- [Instrução]: Por favor, dê continuidade ao trecho sobre a oração, começando logo após a última frase apresentada.

Escutai os efeitos da oração (euche) da inteligência. A conversa com Deus destrói os pensamentos apaixonados; a fixação do espírito em Deus afugenta as idéias mundanas. A compunção (katanyxis) da alma (psyche) expulsa a amizade da carne. A oração (euche) que consiste em repetir silenciosamente o nome divino, manifesta-se como a harmonia e a união evidente do espírito, da razão e da alma (psyche); pois, “onde dois ou três estiverem reunidos em meu nome, ali estou eu no meio deles” ( Mt 18,20 ). Eis aí como a oração (euche), congregando as potências da alma (psyche), dispersas entre as paixões, atando-as entre si e a ela própria, une a alma (psyche) trina ao Deus uno em três Pessoas.
Em primeiro lugar, através da conduta virtuosa, ela retira da alma (psyche) a torpeza do vício; depois, reproduz a beleza dos traços divinos, por meio da santa ciência que ela tem de si própria, e apresenta a alma (psyche) a Deus. A alma (psyche) imediatamente reconhece o seu criador e é por ele conhecida, pois “o Senhor conhece os que lhe pertencem” ( 2Tm 2,19 ). Ela o conhece na pureza da imagem, pois toda imagem remete a seu modelo; é conhecida por ele graças à semelhança das virtudes (arete) que a fazem, e a um só tempo, conhecer Deus e ser por Ele conhecida.
Quem quer obter a complacência divina, pode proceder de três maneiras: suplicar com palavras, manter-se em silêncio ou ainda prostrar-se diante daquele que pode vir em seu auxílio.

- [Dados registrados]:
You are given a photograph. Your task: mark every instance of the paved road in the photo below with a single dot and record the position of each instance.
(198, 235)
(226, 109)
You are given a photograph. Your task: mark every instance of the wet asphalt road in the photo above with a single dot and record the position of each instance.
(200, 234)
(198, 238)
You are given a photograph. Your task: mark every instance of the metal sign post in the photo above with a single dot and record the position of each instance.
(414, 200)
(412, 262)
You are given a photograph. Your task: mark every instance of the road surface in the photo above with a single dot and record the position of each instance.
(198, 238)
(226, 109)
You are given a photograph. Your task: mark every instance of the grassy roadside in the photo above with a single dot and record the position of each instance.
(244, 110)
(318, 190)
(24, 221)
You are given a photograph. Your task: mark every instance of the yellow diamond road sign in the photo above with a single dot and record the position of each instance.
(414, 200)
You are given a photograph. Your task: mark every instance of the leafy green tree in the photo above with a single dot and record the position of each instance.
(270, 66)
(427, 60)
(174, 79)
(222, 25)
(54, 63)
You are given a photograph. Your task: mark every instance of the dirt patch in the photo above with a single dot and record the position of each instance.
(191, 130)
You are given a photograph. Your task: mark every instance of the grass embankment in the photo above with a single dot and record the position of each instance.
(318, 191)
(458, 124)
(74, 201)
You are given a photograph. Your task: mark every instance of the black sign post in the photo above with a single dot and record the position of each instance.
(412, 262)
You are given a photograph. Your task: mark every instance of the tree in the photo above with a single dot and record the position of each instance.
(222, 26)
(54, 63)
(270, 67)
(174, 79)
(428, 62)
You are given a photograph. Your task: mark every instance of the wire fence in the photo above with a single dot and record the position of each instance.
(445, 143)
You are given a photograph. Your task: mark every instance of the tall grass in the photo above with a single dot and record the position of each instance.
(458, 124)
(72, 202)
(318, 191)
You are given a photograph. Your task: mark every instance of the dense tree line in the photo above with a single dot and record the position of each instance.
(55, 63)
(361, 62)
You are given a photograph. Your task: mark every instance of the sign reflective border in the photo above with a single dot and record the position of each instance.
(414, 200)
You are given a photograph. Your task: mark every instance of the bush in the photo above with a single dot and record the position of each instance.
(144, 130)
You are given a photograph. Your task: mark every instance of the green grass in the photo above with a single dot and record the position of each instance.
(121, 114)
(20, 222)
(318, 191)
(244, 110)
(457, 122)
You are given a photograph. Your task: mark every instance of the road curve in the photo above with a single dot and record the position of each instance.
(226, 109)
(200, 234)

- [Resultado]:
A oração (euche) pura, que liga em si espírito, inteligência e pneuma, pela inteligência invoca o nome de Deus; pelo espírito, conduz sem distração para o Deus que consola; manifesta pelo pneuma sua contrição, sua humildade, seu amor, e se humilha diante da eterna Trindade e um só Deus, Pai, Filho e Espírito Santo.
A variedade dos pratos abre o apetite. Assim também, a variedade das virtudes (arete) desperta a diligência do espírito. Por isso, percorrendo o caminho da inteligência, repeti incessantemente as palavras da oração (euche), sem vos cansardes de invocar… a exemplo da viúva importuna. Então, caminhareis segundo o espírito, não prestareis atenção (epimeleia) às cobiças da carne e não interrompereis a continuidade da vossa oração (euche) por causa dos pensamentos mundanos. Quando cantais a Deus sem distração, passais a ser o templo de Deus. Se orais assim na inteligência, conseguireis chegar à lembrança de Deus, penetrar nas profundezas do espírito, ver o invisível numa contemplação (theoria) mística e servir a Deus, só vós e Ele, na união da ciência e das efusões do amor.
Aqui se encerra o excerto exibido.